* [Records to process]:
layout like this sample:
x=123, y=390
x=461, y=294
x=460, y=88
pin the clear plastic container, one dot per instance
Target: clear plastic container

* [Exercise brief]:
Once you reach the line that contains "x=123, y=390", transcribe it and all remaining lines of the listing exactly; skip everything before it.

* [Task output]:
x=123, y=390
x=461, y=294
x=460, y=88
pin the clear plastic container, one dot per instance
Target: clear plastic container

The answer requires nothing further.